§ Stated task
Copy out all of the material exactly.

§ Dataset
========================================

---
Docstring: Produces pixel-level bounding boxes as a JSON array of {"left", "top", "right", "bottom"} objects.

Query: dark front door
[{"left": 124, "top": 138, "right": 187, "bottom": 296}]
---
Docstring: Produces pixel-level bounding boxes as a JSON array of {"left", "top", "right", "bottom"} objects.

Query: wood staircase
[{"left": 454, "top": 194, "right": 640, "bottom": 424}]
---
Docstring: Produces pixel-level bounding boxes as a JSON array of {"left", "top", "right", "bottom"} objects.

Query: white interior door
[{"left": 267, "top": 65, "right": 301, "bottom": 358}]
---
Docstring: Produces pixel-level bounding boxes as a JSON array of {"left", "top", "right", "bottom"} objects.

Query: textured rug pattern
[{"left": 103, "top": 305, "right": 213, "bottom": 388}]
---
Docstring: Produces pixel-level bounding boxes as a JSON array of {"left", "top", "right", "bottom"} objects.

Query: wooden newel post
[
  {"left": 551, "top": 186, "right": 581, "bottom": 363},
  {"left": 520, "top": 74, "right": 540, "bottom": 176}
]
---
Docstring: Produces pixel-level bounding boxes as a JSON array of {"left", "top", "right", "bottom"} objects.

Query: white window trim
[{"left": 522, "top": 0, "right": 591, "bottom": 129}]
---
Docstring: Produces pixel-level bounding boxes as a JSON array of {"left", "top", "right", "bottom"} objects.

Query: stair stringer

========================================

§ Solution to the problem
---
Docstring: Produces pixel-level bounding boxes as a JSON array of {"left", "top", "right", "bottom"} objects.

Query: dark front door
[{"left": 124, "top": 138, "right": 187, "bottom": 296}]
---
Docstring: Produces pixel-level bounding boxes as a JSON array of {"left", "top", "right", "bottom"} objects.

Query: wood staircase
[{"left": 454, "top": 194, "right": 640, "bottom": 424}]
---
Docstring: Produces pixel-level bounding boxes as a JSON array of {"left", "top", "right", "bottom"} objects.

Query: white interior door
[{"left": 267, "top": 65, "right": 301, "bottom": 358}]
---
Docstring: Produces pixel-level bounding boxes as a JSON array of {"left", "top", "right", "bottom"} objects.

Query: textured rug pattern
[{"left": 103, "top": 305, "right": 213, "bottom": 388}]
---
Docstring: Produces pixel-level bounding boxes as a JSON array of {"left", "top", "right", "bottom"} objects.

Query: wooden newel post
[
  {"left": 551, "top": 186, "right": 581, "bottom": 363},
  {"left": 520, "top": 74, "right": 540, "bottom": 176}
]
---
Docstring: Produces pixel-level bounding boxes as a JSON array of {"left", "top", "right", "bottom"} objects.

Query: white window trim
[{"left": 522, "top": 0, "right": 591, "bottom": 129}]
---
Docstring: Produces pixel-level bounding boxes as a JSON array of {"left", "top", "right", "bottom"} objects.

Query: stair stringer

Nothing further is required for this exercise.